Entries supplied —
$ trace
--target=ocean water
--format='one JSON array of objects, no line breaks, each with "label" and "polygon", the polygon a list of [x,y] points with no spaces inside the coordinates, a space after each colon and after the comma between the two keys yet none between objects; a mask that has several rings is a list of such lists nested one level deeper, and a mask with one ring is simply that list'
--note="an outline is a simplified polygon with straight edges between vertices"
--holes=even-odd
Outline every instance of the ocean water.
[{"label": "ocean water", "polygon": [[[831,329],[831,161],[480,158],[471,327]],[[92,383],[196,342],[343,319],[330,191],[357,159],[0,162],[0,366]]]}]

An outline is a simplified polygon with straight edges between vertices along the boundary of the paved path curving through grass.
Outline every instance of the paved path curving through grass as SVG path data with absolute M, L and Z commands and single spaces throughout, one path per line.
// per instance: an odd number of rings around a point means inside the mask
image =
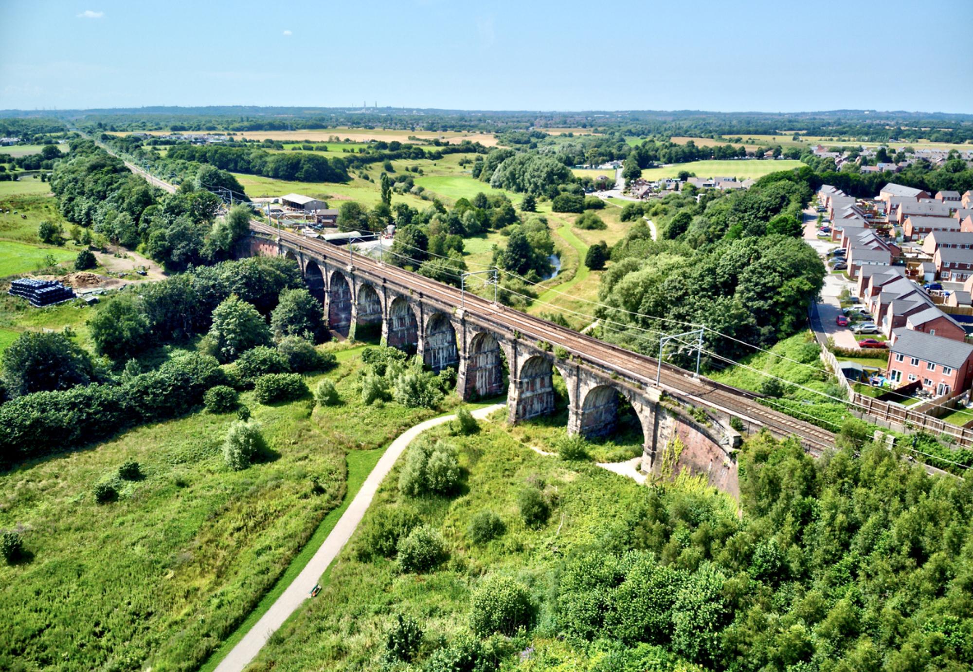
M 496 403 L 478 408 L 473 411 L 473 417 L 482 420 L 493 411 L 503 408 L 504 405 Z M 406 447 L 426 429 L 448 423 L 455 417 L 455 415 L 446 415 L 421 422 L 406 429 L 389 444 L 351 504 L 342 514 L 335 528 L 324 540 L 321 547 L 317 549 L 301 574 L 291 581 L 290 585 L 284 588 L 280 597 L 267 610 L 260 620 L 243 635 L 239 643 L 216 666 L 217 672 L 240 672 L 253 660 L 267 639 L 307 599 L 310 590 L 317 584 L 328 566 L 351 538 L 355 528 L 361 522 L 362 516 L 365 515 L 365 511 L 372 504 L 372 499 L 378 490 L 381 481 L 392 470 L 395 461 L 399 459 Z

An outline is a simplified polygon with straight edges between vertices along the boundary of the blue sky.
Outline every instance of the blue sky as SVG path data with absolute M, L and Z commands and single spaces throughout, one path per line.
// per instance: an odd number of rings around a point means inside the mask
M 970 25 L 973 0 L 0 0 L 0 109 L 973 113 Z

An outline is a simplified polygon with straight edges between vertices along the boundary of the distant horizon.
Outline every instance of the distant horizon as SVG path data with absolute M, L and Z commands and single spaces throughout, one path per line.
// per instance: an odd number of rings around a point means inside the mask
M 36 107 L 36 108 L 6 108 L 0 109 L 0 114 L 12 115 L 14 113 L 37 113 L 37 112 L 82 112 L 82 113 L 125 113 L 129 111 L 139 112 L 141 114 L 165 114 L 165 113 L 175 113 L 178 114 L 179 110 L 200 110 L 206 108 L 227 108 L 227 109 L 257 109 L 257 110 L 274 110 L 274 109 L 301 109 L 307 112 L 312 111 L 327 111 L 327 110 L 342 110 L 342 111 L 355 111 L 355 110 L 388 110 L 388 111 L 401 111 L 401 112 L 440 112 L 440 113 L 477 113 L 486 112 L 493 114 L 570 114 L 570 115 L 596 115 L 596 114 L 700 114 L 700 115 L 771 115 L 771 116 L 783 116 L 783 115 L 836 115 L 836 114 L 858 114 L 858 115 L 869 115 L 874 114 L 876 116 L 881 115 L 898 115 L 898 116 L 950 116 L 950 117 L 970 117 L 973 118 L 973 112 L 949 112 L 943 110 L 880 110 L 875 108 L 835 108 L 835 109 L 817 109 L 817 110 L 706 110 L 706 109 L 692 109 L 692 108 L 672 108 L 672 109 L 640 109 L 640 108 L 625 108 L 625 109 L 532 109 L 532 108 L 470 108 L 470 107 L 419 107 L 417 105 L 259 105 L 254 103 L 199 103 L 199 104 L 186 104 L 186 105 L 165 105 L 165 104 L 147 104 L 147 105 L 128 105 L 128 106 L 111 106 L 111 107 Z M 146 110 L 160 110 L 159 112 L 147 112 Z
M 908 18 L 908 22 L 906 18 Z M 891 22 L 889 22 L 891 19 Z M 0 108 L 973 113 L 969 0 L 0 3 Z M 885 29 L 885 25 L 888 26 Z M 897 25 L 931 38 L 910 49 Z M 43 45 L 39 49 L 38 45 Z

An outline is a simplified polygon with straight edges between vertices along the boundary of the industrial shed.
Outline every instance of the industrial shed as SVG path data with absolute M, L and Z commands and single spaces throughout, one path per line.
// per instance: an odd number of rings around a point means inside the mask
M 284 207 L 293 207 L 299 210 L 310 212 L 312 210 L 323 210 L 328 207 L 328 204 L 320 199 L 312 199 L 309 196 L 301 194 L 288 194 L 280 197 L 280 205 Z

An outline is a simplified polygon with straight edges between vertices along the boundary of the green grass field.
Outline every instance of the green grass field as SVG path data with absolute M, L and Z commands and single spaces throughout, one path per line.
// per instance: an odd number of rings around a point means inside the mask
M 427 669 L 423 663 L 436 648 L 469 631 L 471 594 L 488 574 L 515 577 L 529 586 L 536 603 L 543 604 L 553 594 L 562 559 L 575 550 L 603 544 L 605 521 L 620 521 L 650 493 L 590 462 L 565 463 L 532 450 L 553 450 L 563 434 L 564 421 L 562 412 L 542 422 L 509 427 L 500 413 L 492 422 L 482 422 L 480 432 L 472 436 L 450 437 L 446 429 L 431 430 L 430 435 L 458 448 L 465 472 L 460 493 L 454 498 L 400 494 L 400 460 L 351 541 L 329 569 L 322 592 L 302 605 L 269 640 L 254 669 L 379 669 L 384 633 L 394 615 L 400 613 L 416 618 L 422 628 L 424 644 L 415 669 Z M 634 443 L 638 443 L 637 438 Z M 620 455 L 630 454 L 629 448 L 618 450 Z M 518 496 L 529 483 L 539 484 L 557 502 L 547 522 L 538 529 L 527 528 L 518 509 Z M 699 497 L 699 504 L 713 506 L 720 515 L 736 514 L 736 506 L 724 496 L 702 489 Z M 473 516 L 484 510 L 497 514 L 504 531 L 493 541 L 474 543 L 467 529 Z M 435 571 L 411 574 L 400 572 L 394 560 L 369 557 L 363 532 L 389 511 L 413 512 L 432 525 L 445 538 L 450 558 Z M 541 608 L 540 622 L 551 618 L 547 609 Z M 518 653 L 527 646 L 540 652 L 547 645 L 543 634 L 528 634 L 511 642 L 502 649 L 506 653 L 500 669 L 516 669 Z
M 800 161 L 692 161 L 658 168 L 642 170 L 642 179 L 656 180 L 675 177 L 683 170 L 695 172 L 697 177 L 738 177 L 739 179 L 762 177 L 778 170 L 789 170 L 804 166 Z
M 364 406 L 359 366 L 351 357 L 326 374 L 342 398 L 335 407 L 309 398 L 264 406 L 244 393 L 270 452 L 242 471 L 229 471 L 221 453 L 234 414 L 199 411 L 0 474 L 0 529 L 20 529 L 28 553 L 0 567 L 9 628 L 0 668 L 15 664 L 16 651 L 28 669 L 124 660 L 198 669 L 293 563 L 306 562 L 303 549 L 326 534 L 346 473 L 359 482 L 377 449 L 442 412 Z M 346 467 L 356 450 L 365 452 Z M 129 459 L 145 477 L 122 481 L 117 502 L 95 504 L 93 484 Z
M 591 177 L 592 179 L 597 179 L 600 176 L 604 176 L 607 178 L 609 185 L 615 184 L 614 168 L 607 168 L 605 170 L 600 170 L 598 168 L 571 168 L 571 172 L 578 177 Z
M 30 245 L 13 241 L 0 241 L 0 278 L 18 273 L 29 273 L 47 266 L 45 259 L 53 256 L 55 261 L 74 259 L 78 252 L 66 247 Z
M 40 177 L 24 177 L 23 179 L 0 182 L 0 199 L 24 194 L 50 194 L 51 185 L 42 182 Z
M 423 175 L 415 178 L 415 184 L 422 185 L 429 191 L 445 196 L 452 201 L 472 199 L 481 192 L 484 194 L 506 194 L 511 203 L 516 206 L 523 198 L 521 194 L 515 194 L 503 189 L 493 189 L 486 182 L 481 182 L 469 175 Z
M 250 198 L 278 197 L 285 194 L 303 194 L 324 199 L 331 207 L 341 207 L 342 201 L 357 201 L 369 207 L 381 200 L 381 189 L 376 182 L 354 177 L 347 183 L 289 182 L 261 175 L 234 172 L 240 185 Z M 429 203 L 409 194 L 392 194 L 392 205 L 406 203 L 416 208 L 428 207 Z
M 66 142 L 62 144 L 57 144 L 56 142 L 54 142 L 54 144 L 57 145 L 57 148 L 61 151 L 62 154 L 68 151 L 68 146 Z M 31 154 L 40 154 L 43 148 L 44 145 L 10 145 L 10 146 L 0 147 L 0 154 L 9 154 L 15 158 L 25 157 Z

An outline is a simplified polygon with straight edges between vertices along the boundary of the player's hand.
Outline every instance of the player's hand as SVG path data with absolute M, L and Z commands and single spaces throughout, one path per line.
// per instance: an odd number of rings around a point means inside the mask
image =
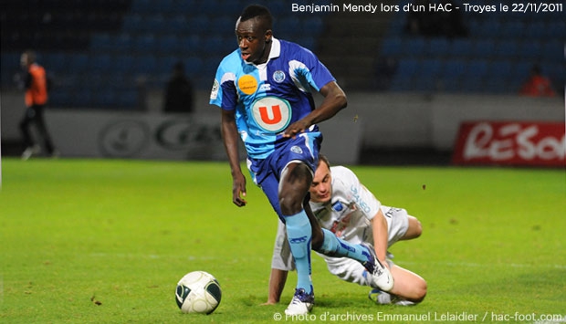
M 240 173 L 232 180 L 232 203 L 238 207 L 243 207 L 247 204 L 246 197 L 246 177 Z

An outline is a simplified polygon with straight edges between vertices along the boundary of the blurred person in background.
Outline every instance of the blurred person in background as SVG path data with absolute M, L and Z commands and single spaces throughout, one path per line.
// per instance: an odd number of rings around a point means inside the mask
M 552 82 L 542 74 L 540 67 L 535 64 L 530 68 L 530 75 L 523 83 L 519 95 L 528 97 L 555 97 L 556 92 L 552 89 Z
M 184 64 L 175 63 L 165 89 L 165 112 L 193 112 L 193 84 L 184 74 Z
M 49 156 L 58 156 L 45 123 L 44 110 L 47 104 L 49 81 L 45 68 L 36 62 L 36 53 L 26 50 L 22 53 L 20 63 L 25 69 L 23 86 L 26 89 L 26 113 L 20 121 L 19 127 L 26 145 L 22 153 L 22 160 L 27 160 L 32 155 L 41 152 L 41 146 L 34 140 L 31 133 L 32 124 L 35 124 L 39 136 L 42 137 L 45 149 Z
M 386 265 L 394 278 L 393 288 L 380 289 L 367 270 L 355 260 L 319 254 L 329 271 L 339 278 L 372 289 L 369 298 L 376 304 L 411 306 L 426 296 L 426 281 L 419 275 L 403 268 L 391 260 L 389 246 L 398 241 L 421 235 L 421 222 L 403 208 L 385 206 L 366 188 L 356 174 L 343 166 L 332 166 L 319 156 L 319 165 L 309 188 L 309 204 L 316 219 L 313 226 L 321 226 L 351 244 L 375 246 L 380 263 Z M 277 304 L 285 287 L 288 272 L 294 269 L 285 225 L 279 222 L 271 259 L 269 295 L 266 305 Z

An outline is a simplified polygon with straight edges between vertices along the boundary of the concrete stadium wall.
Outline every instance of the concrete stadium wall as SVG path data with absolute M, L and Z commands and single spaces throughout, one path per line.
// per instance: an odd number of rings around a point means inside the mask
M 107 130 L 109 123 L 123 121 L 126 118 L 132 122 L 142 123 L 149 129 L 159 129 L 163 122 L 175 119 L 174 116 L 161 112 L 162 98 L 161 91 L 149 93 L 147 112 L 52 107 L 46 113 L 46 118 L 54 140 L 59 147 L 64 148 L 61 150 L 63 156 L 100 156 L 99 152 L 89 151 L 89 146 L 84 143 L 88 142 L 88 136 L 100 137 L 97 130 Z M 319 96 L 315 99 L 317 101 L 321 99 Z M 322 152 L 337 163 L 356 163 L 362 147 L 451 151 L 462 121 L 563 121 L 566 110 L 563 98 L 348 93 L 348 99 L 346 110 L 320 124 L 325 134 Z M 2 141 L 17 141 L 20 139 L 17 123 L 24 111 L 22 93 L 3 90 L 0 103 Z M 206 129 L 219 122 L 217 108 L 208 104 L 207 91 L 196 94 L 196 111 L 192 120 L 201 120 Z M 85 130 L 91 130 L 90 135 L 85 133 Z M 73 134 L 78 132 L 81 132 L 82 141 L 76 141 L 78 137 Z M 209 145 L 215 146 L 218 143 L 215 141 Z M 91 147 L 95 146 L 93 144 Z M 204 153 L 206 152 L 204 151 Z M 219 154 L 215 152 L 214 156 L 218 158 L 221 156 Z M 187 155 L 164 152 L 160 148 L 148 149 L 144 153 L 133 157 L 186 159 Z

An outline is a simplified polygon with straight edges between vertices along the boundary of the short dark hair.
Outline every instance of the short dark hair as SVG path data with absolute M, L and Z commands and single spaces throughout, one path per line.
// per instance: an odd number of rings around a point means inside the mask
M 246 6 L 242 15 L 240 15 L 240 21 L 246 21 L 252 18 L 258 17 L 265 21 L 266 28 L 271 29 L 273 26 L 273 16 L 266 6 L 261 5 L 249 5 Z
M 320 163 L 326 163 L 326 166 L 329 167 L 329 169 L 330 168 L 330 162 L 329 162 L 329 159 L 326 157 L 326 155 L 323 154 L 319 154 L 319 165 L 320 165 Z

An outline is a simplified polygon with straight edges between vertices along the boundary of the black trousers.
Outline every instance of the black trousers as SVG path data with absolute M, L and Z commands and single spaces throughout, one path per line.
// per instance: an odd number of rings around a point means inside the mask
M 43 117 L 44 109 L 45 106 L 43 105 L 34 105 L 28 107 L 26 110 L 26 114 L 24 115 L 22 121 L 20 121 L 20 131 L 22 132 L 22 137 L 26 147 L 27 148 L 34 146 L 37 144 L 37 141 L 34 141 L 32 136 L 31 127 L 35 124 L 37 128 L 37 131 L 39 132 L 39 136 L 43 139 L 47 153 L 51 155 L 55 148 L 53 146 L 53 142 L 51 141 L 51 137 L 49 136 L 49 133 L 47 133 L 47 128 L 46 127 L 45 119 Z

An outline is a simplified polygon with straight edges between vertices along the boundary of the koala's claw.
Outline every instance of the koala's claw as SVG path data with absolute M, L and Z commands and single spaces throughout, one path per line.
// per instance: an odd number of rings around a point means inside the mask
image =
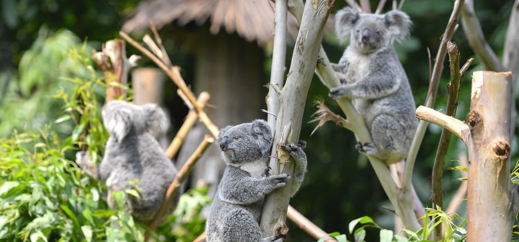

Written instruction —
Repeat the lines from the line with "short dark hair." to the line with "Outline every instance of the short", changing "dark" to "brown" and keeping everything else the same. Give only those lines.

Solution for this exercise —
An outline is a simplified polygon with straight edges between vertices along the boundary of the short brown hair.
Outline every instance of the short brown hair as SVG path data with absolute M, L and Z commands and single spaces throughout, one path per line.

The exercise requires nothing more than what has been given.